• **Your assignment**:
Find every line below that contains the word "clicks", matching case exactly, and copy each of those lines in full.

#####

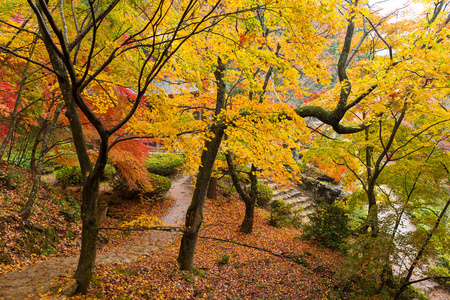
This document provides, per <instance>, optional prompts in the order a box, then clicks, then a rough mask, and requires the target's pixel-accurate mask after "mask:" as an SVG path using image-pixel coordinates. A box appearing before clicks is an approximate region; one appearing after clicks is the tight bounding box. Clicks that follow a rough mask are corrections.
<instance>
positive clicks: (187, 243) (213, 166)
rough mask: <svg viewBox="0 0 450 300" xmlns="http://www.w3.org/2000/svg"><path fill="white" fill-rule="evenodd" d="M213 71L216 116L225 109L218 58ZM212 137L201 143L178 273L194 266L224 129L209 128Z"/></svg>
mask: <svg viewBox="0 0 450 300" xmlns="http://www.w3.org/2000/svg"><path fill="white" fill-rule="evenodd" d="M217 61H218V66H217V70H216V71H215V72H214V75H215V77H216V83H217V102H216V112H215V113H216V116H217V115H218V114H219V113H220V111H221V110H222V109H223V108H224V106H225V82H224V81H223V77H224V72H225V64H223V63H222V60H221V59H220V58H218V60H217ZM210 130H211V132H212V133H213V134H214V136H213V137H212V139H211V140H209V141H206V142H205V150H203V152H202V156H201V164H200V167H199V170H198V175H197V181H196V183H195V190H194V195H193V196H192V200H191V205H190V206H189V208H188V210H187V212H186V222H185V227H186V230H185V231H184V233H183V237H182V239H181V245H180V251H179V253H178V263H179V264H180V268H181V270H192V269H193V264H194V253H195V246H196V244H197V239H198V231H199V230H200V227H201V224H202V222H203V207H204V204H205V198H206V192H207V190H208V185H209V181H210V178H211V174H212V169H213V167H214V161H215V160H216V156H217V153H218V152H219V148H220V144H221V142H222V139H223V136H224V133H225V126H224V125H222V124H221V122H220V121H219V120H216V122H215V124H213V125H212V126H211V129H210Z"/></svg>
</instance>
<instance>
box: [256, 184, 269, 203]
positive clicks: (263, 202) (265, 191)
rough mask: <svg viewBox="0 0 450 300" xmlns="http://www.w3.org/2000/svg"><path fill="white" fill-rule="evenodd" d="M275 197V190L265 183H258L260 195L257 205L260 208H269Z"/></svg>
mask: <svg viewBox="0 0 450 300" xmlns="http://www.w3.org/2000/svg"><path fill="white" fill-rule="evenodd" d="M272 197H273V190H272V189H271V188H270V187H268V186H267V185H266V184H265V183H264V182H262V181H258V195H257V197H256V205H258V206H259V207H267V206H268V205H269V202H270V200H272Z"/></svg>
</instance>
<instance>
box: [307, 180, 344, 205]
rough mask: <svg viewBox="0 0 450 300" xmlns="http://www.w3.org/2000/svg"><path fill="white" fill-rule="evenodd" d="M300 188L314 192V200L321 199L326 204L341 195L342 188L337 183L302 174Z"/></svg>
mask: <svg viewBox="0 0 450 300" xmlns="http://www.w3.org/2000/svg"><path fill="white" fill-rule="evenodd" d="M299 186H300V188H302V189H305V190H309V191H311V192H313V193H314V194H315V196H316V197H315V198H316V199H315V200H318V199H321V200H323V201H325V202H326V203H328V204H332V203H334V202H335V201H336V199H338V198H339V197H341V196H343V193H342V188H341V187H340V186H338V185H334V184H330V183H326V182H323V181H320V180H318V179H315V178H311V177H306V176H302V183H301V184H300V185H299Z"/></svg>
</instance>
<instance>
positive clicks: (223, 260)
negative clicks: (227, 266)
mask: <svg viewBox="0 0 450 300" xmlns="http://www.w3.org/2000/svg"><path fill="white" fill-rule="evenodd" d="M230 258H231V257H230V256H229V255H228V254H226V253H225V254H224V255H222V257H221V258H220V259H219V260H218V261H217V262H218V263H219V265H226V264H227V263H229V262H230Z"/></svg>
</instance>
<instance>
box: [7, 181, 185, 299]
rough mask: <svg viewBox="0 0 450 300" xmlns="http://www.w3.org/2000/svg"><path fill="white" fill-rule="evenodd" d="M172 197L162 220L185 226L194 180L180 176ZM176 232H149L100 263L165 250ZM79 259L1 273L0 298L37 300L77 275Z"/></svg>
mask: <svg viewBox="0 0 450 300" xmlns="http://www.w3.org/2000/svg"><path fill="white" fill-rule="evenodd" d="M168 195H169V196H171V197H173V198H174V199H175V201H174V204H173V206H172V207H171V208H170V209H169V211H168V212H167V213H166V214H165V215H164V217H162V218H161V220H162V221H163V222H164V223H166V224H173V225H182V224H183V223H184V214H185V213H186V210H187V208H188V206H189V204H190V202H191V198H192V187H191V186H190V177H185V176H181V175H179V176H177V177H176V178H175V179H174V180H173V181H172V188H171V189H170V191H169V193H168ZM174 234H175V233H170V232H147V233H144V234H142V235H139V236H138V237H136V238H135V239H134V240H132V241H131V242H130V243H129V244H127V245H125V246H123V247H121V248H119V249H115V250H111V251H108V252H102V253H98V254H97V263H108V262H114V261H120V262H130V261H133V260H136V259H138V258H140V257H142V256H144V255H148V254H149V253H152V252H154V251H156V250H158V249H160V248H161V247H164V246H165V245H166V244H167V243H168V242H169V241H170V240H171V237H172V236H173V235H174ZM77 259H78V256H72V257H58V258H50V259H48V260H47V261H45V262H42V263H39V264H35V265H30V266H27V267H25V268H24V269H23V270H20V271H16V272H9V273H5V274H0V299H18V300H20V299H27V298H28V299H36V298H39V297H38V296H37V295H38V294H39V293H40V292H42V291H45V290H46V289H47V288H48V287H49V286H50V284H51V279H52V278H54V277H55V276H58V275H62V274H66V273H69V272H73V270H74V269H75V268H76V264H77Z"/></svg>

#####

• **Result**:
This document provides, per <instance>, optional prompts in the order a box, then clicks, then a rough mask, and requires the target's pixel-accurate mask after "mask:" as an SVG path using image-pixel coordinates. A box appearing before clicks is an approximate region; one appearing after clicks is the tight bounding box. Clicks that follow a rough mask are corrections.
positive clicks: (187, 243) (213, 166)
positive clicks: (263, 202) (265, 191)
positive clicks: (223, 260)
negative clicks: (227, 266)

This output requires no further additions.